**YANG DIMINTA**.
Tolong jawab pertanyaan berikut dari teks tentang Kota Pusaka Lasem.
(a) Di kecamatan dan kabupaten mana Kota Pusaka Lasem berada?
(b) Pada tahun berapa Kementerian PUPR merevitalisasi sebagian Kota Pusaka Lasem?
(c) Menurut pasal 8 Peraturan Daerah Provinsi Jawa Tengah Nomor 10 Tahun 2013, perlindungan cagar budaya meliputi apa saja?

**BAGIAN TEKS**.
○ ○ ○

A. Pendahuluan
Kota
Pusaka Lasem merupakan kawasan yang ditetapkan sebagai Kawasan Cagar Budaya
(KCB). Lokasinya berada di pusat perkotaan Kecamatan Lasem, Kabupaten Rembang,
Provinsi Jawa Tengah. Menurut Nurhajarni, dkk (2015) KCB Lasem (Kota Pusaka
Lasem) memiliki nilai historis yang merefleksikan perpaduan keragaman etnik
arab, tionghoa, dan pribumi sejak zaman Zheng He/ Ceng Ho, Kerajaan Mataram,
tokohtokoh besar islam dan berpredikat kota santri, hingga zaman penjajahan
(kolonial). Peleburan karakteristik etnik-etnik tersebut membentuk kawasan yang
unik akibat adanya karakteristik langgam bangunan jawa, tionghoa, dan kolonial
dalam satu kawasan. Hal ini yang membedakan Kota Pusaka Lasem dengan Kawasan
Cagar Budaya lainnya di Indonesia. Nilai historis Kota Pusaka Lasem yang sangat
tinggi dan unik ini kemudian menjadikan kawasan tersebut sebagai salah satu
identitas bangsa yang perlu dilindungi dan dilestarikan. Hal ini terbukti bahwa
pada tahun 2021-2022, Kementerian PUPR telah merevitalisasi sebagian Kota
Pusaka Lasem sebagai upaya pelestarian KCB di Indonesia.
Dalam
Peraturan Daerah Provinsi Jawa Tengah Nomor 10 Tahun 2013 tentang Pelestarian
dan Pengelolaan Cagar Budaya Prov. Jateng pasal 8 menyebutkan bahwa
perlindungan cagar budaya meliputi penyelamatan, pengamanan, zonasi,
pemeliharaan, dan pemugaran. Sesuai pasal 21, sistem zonasi mengatur fungsi
ruang pada cagar budaya secara vertikal maupun horizontal. Hal ini didukung
juga oleh Peraturan Daerah Kabupaten Rembang Nomor 5 Tahun 2014 tentang
Pengelolaan Cagar Budaya di Kabupaten Rembang pasal 6 menyebutkan bahwa Bupati
memiliki wewenang untuk melakukan upaya pemanfaatan cagar budaya yang dapat
dilakukan untuk kepentingan agama, sosial, pendidikan, ilmu pengetahuan,
teknologi, dan kebudayaan. Permasalahannya adalah bagaimana mengatur ketinggian
bangunan pada zona penunjang dan/atau kawasan sekitar kota pusaka lasem agar
mampu memberikan pencahayaan sinar matahari bagi zona-zona KCB.

○ ○ ○

[Entri Data]
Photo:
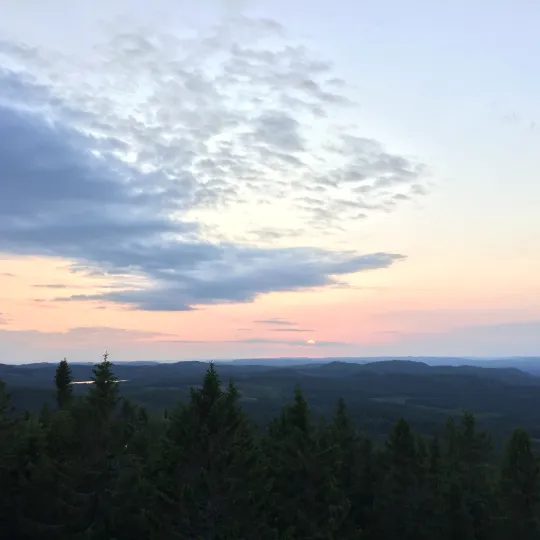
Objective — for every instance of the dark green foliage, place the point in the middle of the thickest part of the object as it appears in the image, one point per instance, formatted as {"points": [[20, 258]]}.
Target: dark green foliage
{"points": [[64, 384], [99, 467]]}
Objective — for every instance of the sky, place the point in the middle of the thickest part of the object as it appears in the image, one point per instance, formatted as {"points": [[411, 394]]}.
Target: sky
{"points": [[241, 179]]}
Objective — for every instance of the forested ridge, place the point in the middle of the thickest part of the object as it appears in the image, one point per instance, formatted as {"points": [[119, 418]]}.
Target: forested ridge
{"points": [[97, 466]]}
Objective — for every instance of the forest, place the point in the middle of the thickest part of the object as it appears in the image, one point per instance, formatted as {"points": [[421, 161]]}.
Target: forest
{"points": [[96, 465]]}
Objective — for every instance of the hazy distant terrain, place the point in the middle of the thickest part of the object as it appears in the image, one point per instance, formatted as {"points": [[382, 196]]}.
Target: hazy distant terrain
{"points": [[377, 392]]}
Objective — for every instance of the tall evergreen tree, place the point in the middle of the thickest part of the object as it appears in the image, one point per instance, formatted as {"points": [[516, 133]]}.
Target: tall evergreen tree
{"points": [[519, 489], [304, 464], [103, 395], [211, 480], [398, 491], [64, 384]]}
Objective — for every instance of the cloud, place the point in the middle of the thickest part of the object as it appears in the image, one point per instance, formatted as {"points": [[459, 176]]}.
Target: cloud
{"points": [[265, 341], [275, 320], [292, 330], [115, 162]]}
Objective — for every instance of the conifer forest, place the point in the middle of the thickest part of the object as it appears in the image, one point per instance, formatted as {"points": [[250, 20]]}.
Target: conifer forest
{"points": [[97, 466]]}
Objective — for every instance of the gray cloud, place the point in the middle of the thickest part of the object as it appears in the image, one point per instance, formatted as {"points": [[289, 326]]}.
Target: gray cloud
{"points": [[227, 118], [275, 320], [266, 341], [292, 330], [110, 177]]}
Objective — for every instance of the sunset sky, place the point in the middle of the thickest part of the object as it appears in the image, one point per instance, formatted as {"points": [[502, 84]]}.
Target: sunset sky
{"points": [[259, 179]]}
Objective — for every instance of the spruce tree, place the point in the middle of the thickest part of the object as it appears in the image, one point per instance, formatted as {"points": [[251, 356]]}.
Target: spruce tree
{"points": [[64, 384], [304, 465], [211, 480], [519, 489]]}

○ ○ ○

**JAWABAN BENAR**.
(a) Kecamatan Lasem, Kabupaten Rembang, Provinsi Jawa Tengah.
(b) 2021-2022.
(c) Penyelamatan, pengamanan, zonasi, pemeliharaan, dan pemugaran.